Requirement:
State how many lines in the listing include the word "railing", and give no other text.

Provided material:
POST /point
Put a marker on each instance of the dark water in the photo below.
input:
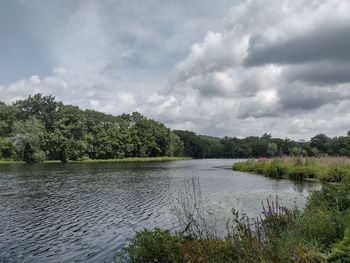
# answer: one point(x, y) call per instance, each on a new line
point(86, 212)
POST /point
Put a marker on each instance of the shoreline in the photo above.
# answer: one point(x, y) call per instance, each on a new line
point(123, 160)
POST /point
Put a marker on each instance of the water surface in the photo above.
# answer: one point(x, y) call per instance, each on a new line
point(86, 212)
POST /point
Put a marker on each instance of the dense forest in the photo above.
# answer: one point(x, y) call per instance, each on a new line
point(40, 128)
point(200, 146)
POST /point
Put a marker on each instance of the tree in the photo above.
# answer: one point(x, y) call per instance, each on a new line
point(321, 142)
point(28, 140)
point(272, 149)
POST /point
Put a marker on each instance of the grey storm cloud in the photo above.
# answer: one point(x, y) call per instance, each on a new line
point(301, 97)
point(325, 43)
point(320, 73)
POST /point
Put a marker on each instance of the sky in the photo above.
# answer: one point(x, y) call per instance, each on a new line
point(225, 67)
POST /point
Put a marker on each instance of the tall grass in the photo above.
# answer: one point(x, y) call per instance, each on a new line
point(329, 169)
point(320, 233)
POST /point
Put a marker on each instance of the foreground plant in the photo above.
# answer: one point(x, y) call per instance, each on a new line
point(313, 235)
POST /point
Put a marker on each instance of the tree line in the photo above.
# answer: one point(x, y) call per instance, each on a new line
point(41, 128)
point(200, 146)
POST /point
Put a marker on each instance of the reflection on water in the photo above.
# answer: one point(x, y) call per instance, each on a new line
point(85, 212)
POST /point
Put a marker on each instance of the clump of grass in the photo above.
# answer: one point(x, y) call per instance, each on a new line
point(278, 235)
point(324, 169)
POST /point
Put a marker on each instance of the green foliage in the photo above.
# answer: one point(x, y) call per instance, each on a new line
point(40, 128)
point(296, 168)
point(279, 235)
point(71, 134)
point(341, 250)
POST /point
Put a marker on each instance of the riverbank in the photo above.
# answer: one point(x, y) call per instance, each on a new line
point(123, 160)
point(319, 233)
point(326, 169)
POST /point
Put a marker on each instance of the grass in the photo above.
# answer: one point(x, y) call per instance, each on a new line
point(124, 160)
point(319, 233)
point(327, 169)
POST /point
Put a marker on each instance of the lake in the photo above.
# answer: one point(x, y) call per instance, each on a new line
point(86, 212)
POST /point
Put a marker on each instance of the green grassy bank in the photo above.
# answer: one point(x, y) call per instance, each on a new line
point(328, 169)
point(318, 233)
point(124, 160)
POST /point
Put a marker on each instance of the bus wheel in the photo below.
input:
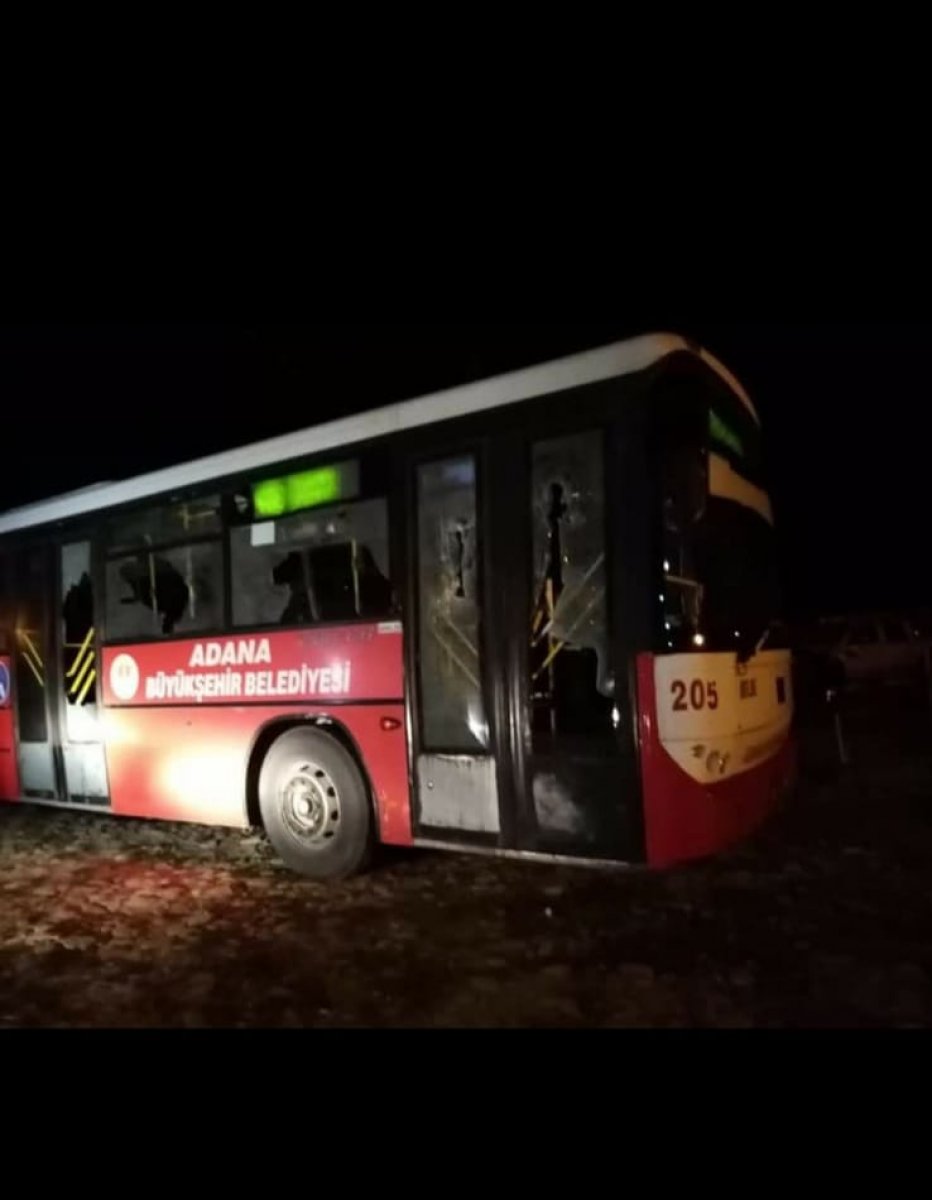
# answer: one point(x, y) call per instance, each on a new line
point(314, 805)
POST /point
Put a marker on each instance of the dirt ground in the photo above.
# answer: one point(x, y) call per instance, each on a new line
point(824, 919)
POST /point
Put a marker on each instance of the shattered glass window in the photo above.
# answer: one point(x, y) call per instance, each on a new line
point(572, 685)
point(452, 709)
point(323, 565)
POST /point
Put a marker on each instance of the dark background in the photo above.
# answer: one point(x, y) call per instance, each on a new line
point(842, 403)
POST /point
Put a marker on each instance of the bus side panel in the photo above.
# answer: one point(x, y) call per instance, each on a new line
point(190, 763)
point(8, 774)
point(685, 820)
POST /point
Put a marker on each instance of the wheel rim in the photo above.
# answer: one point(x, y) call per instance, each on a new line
point(311, 805)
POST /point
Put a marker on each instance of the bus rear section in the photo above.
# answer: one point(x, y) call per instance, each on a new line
point(539, 623)
point(715, 697)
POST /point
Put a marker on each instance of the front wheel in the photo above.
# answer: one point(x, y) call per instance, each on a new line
point(314, 805)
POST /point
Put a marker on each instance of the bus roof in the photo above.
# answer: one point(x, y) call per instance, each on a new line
point(560, 375)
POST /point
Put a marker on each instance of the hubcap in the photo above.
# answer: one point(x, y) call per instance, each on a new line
point(311, 805)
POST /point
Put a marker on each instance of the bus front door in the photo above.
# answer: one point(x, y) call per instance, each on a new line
point(456, 768)
point(60, 751)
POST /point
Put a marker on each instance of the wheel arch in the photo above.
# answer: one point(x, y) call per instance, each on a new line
point(268, 733)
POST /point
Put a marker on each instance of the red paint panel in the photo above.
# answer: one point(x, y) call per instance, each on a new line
point(8, 773)
point(190, 763)
point(685, 820)
point(347, 663)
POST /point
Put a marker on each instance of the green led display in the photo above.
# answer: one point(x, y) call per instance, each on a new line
point(313, 487)
point(305, 490)
point(725, 436)
point(270, 498)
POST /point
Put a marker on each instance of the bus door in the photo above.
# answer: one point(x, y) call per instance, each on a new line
point(575, 763)
point(456, 751)
point(60, 750)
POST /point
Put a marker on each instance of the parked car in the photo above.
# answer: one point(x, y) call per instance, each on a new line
point(873, 648)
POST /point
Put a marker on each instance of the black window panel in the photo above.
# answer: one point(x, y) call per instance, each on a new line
point(320, 565)
point(163, 525)
point(31, 643)
point(6, 604)
point(452, 706)
point(719, 588)
point(166, 593)
point(896, 631)
point(78, 639)
point(571, 681)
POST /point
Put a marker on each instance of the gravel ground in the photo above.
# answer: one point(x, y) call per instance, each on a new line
point(823, 919)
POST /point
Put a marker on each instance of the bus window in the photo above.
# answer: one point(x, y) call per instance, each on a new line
point(452, 709)
point(166, 592)
point(6, 605)
point(162, 591)
point(571, 681)
point(30, 642)
point(164, 525)
point(79, 673)
point(719, 585)
point(325, 565)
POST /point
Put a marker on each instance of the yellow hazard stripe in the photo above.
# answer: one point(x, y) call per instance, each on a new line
point(86, 688)
point(79, 655)
point(83, 672)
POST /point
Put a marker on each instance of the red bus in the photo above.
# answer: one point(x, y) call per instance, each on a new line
point(530, 616)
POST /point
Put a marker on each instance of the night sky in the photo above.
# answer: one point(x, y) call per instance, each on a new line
point(848, 462)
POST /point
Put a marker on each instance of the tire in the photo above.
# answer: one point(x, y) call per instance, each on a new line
point(314, 805)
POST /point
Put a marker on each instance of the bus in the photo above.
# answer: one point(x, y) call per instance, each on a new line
point(533, 616)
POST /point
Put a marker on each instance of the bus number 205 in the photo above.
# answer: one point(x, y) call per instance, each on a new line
point(696, 696)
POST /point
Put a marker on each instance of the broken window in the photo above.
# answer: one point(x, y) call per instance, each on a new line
point(452, 709)
point(571, 681)
point(160, 593)
point(156, 587)
point(326, 565)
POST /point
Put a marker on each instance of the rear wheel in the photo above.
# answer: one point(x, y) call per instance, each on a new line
point(314, 805)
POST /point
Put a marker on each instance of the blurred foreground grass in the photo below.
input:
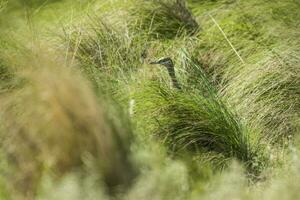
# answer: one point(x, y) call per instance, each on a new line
point(84, 116)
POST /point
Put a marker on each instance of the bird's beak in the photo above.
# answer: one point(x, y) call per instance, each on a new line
point(154, 63)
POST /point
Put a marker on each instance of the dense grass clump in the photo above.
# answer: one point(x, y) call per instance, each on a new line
point(198, 120)
point(164, 19)
point(54, 123)
point(273, 88)
point(85, 116)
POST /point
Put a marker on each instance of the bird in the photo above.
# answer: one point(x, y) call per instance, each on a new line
point(168, 63)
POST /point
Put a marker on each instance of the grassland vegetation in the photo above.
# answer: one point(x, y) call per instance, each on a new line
point(85, 116)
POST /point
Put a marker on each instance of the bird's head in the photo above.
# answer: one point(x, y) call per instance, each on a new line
point(164, 61)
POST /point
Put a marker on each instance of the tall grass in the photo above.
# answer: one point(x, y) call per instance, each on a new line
point(54, 122)
point(199, 120)
point(95, 121)
point(164, 19)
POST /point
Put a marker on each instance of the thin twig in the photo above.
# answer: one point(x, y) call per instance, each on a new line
point(235, 51)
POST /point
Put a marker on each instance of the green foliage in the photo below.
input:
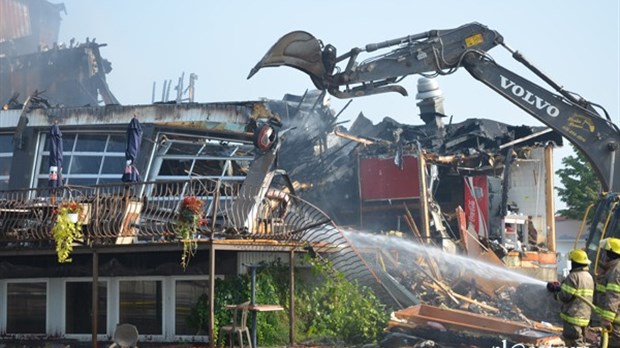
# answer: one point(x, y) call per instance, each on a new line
point(65, 233)
point(327, 306)
point(340, 310)
point(581, 185)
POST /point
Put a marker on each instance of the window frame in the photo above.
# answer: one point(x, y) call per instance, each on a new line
point(69, 154)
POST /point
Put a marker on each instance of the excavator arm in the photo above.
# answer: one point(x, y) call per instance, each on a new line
point(441, 52)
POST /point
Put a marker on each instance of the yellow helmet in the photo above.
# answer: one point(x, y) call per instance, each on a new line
point(579, 256)
point(613, 244)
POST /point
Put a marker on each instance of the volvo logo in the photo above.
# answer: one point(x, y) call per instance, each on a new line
point(529, 97)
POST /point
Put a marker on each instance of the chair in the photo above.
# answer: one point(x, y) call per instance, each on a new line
point(238, 325)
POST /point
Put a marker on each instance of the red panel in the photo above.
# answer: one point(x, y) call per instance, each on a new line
point(477, 203)
point(381, 179)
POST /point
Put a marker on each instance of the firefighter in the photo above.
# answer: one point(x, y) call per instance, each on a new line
point(608, 291)
point(575, 313)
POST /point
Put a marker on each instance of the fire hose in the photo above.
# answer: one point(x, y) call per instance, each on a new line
point(604, 330)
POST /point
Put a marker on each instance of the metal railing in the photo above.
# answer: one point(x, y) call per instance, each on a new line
point(149, 211)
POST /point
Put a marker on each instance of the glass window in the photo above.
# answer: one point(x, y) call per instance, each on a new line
point(26, 308)
point(141, 304)
point(184, 156)
point(84, 164)
point(90, 142)
point(113, 165)
point(88, 159)
point(189, 294)
point(79, 301)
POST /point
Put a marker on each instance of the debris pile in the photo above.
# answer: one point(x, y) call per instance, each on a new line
point(466, 298)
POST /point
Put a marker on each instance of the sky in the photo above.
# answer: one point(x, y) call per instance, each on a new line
point(575, 42)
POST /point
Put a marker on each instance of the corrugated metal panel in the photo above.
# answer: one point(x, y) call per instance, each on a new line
point(381, 179)
point(250, 258)
point(527, 187)
point(14, 20)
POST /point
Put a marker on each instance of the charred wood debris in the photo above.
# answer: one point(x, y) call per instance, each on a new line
point(321, 155)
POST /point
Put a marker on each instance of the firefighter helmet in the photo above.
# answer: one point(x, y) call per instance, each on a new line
point(613, 244)
point(579, 256)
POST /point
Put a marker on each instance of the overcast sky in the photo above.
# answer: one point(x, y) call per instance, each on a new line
point(575, 42)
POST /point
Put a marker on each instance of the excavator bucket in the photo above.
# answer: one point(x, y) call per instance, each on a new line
point(299, 50)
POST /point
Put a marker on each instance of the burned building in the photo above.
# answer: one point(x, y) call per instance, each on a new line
point(33, 62)
point(273, 176)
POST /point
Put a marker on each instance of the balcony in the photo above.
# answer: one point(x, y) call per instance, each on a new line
point(149, 213)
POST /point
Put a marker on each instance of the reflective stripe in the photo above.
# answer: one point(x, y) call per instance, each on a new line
point(605, 314)
point(574, 320)
point(613, 287)
point(581, 292)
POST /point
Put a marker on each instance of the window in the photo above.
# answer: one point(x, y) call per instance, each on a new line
point(88, 159)
point(188, 293)
point(78, 307)
point(6, 154)
point(141, 304)
point(26, 308)
point(183, 157)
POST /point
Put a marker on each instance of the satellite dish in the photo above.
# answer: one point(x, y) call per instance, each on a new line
point(126, 335)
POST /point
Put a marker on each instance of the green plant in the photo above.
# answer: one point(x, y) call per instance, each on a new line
point(65, 232)
point(189, 219)
point(339, 310)
point(328, 308)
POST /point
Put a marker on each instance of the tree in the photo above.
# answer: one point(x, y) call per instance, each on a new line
point(581, 185)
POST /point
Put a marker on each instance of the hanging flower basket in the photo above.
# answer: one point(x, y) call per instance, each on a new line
point(189, 217)
point(73, 217)
point(67, 229)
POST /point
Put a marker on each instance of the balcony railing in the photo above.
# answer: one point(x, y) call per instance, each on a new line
point(149, 212)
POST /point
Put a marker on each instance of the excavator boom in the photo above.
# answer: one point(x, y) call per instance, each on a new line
point(441, 52)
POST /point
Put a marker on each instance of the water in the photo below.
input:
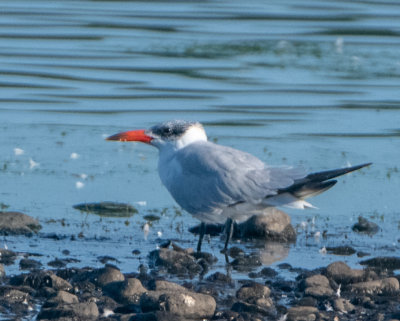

Task output:
2